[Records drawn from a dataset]
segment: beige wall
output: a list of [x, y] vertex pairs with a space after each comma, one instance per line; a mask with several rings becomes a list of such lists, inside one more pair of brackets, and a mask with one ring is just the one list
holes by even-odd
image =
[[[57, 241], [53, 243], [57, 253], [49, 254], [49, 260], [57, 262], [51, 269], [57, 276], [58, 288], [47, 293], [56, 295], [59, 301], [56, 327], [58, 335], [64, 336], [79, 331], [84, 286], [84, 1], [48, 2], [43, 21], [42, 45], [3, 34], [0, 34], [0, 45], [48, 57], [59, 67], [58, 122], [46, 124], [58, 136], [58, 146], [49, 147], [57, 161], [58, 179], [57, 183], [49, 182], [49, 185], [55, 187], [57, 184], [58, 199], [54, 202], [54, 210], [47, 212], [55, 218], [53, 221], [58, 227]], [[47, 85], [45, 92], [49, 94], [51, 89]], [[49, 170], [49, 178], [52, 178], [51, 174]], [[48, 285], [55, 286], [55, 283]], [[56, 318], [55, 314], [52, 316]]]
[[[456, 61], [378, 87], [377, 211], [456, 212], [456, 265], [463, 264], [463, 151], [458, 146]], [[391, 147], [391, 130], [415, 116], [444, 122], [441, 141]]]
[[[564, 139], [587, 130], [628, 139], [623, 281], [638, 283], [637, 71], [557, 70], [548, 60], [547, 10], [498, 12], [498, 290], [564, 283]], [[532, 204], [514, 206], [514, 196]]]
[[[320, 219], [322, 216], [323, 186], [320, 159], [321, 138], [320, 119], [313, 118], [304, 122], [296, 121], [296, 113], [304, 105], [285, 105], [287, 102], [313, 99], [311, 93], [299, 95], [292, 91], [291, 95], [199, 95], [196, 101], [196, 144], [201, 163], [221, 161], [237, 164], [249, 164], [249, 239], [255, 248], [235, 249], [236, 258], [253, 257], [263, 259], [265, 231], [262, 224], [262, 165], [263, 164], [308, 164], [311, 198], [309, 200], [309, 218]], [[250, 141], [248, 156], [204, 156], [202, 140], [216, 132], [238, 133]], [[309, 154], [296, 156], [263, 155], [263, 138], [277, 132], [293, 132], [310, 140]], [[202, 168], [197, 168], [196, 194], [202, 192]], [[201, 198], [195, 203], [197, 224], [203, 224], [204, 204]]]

Work request.
Set down the data above once more so that nothing differs from the original.

Exercise answer.
segment: beige wall
output: a list of [x, y] vertex pairs with a space after each comma, one instance per line; a mask with several rings becomes a list of such lists, inside one more pair of brackets, and a mask with one ring is just the one list
holes by even-odd
image =
[[[57, 241], [53, 243], [57, 253], [49, 254], [49, 260], [57, 262], [51, 269], [57, 276], [58, 288], [47, 293], [56, 295], [59, 301], [56, 327], [58, 335], [64, 336], [79, 331], [84, 286], [84, 1], [48, 2], [43, 21], [42, 45], [3, 34], [0, 34], [0, 45], [48, 57], [59, 67], [58, 122], [46, 124], [58, 136], [58, 146], [49, 147], [57, 161], [58, 179], [57, 183], [49, 182], [49, 185], [55, 187], [57, 184], [58, 199], [54, 202], [54, 210], [47, 212], [55, 218], [53, 221], [58, 227]], [[47, 85], [45, 92], [49, 94], [51, 89]], [[49, 170], [49, 178], [52, 178], [51, 174]], [[48, 285], [55, 286], [55, 283]], [[56, 318], [55, 314], [52, 316]]]
[[[456, 61], [378, 87], [377, 211], [456, 212], [456, 265], [463, 264], [463, 151], [458, 146]], [[391, 147], [391, 130], [415, 116], [444, 122], [441, 141]]]
[[[564, 139], [587, 130], [628, 139], [623, 281], [638, 283], [637, 71], [557, 70], [548, 60], [547, 10], [498, 12], [498, 290], [564, 283]], [[532, 204], [514, 206], [514, 196]]]
[[[320, 219], [322, 216], [323, 186], [320, 159], [321, 138], [320, 119], [313, 118], [304, 122], [296, 121], [296, 113], [304, 105], [285, 105], [287, 102], [313, 99], [311, 93], [299, 95], [292, 91], [291, 95], [199, 95], [196, 101], [196, 144], [201, 163], [221, 161], [237, 164], [249, 164], [249, 239], [255, 248], [235, 249], [236, 258], [253, 257], [263, 259], [265, 231], [262, 224], [262, 165], [263, 164], [308, 164], [311, 198], [309, 200], [309, 218]], [[250, 141], [248, 156], [204, 156], [202, 140], [216, 132], [238, 133]], [[309, 154], [296, 156], [263, 155], [263, 138], [277, 132], [293, 132], [310, 140]], [[202, 168], [197, 168], [196, 194], [202, 192]], [[201, 198], [195, 203], [197, 224], [203, 224], [204, 204]]]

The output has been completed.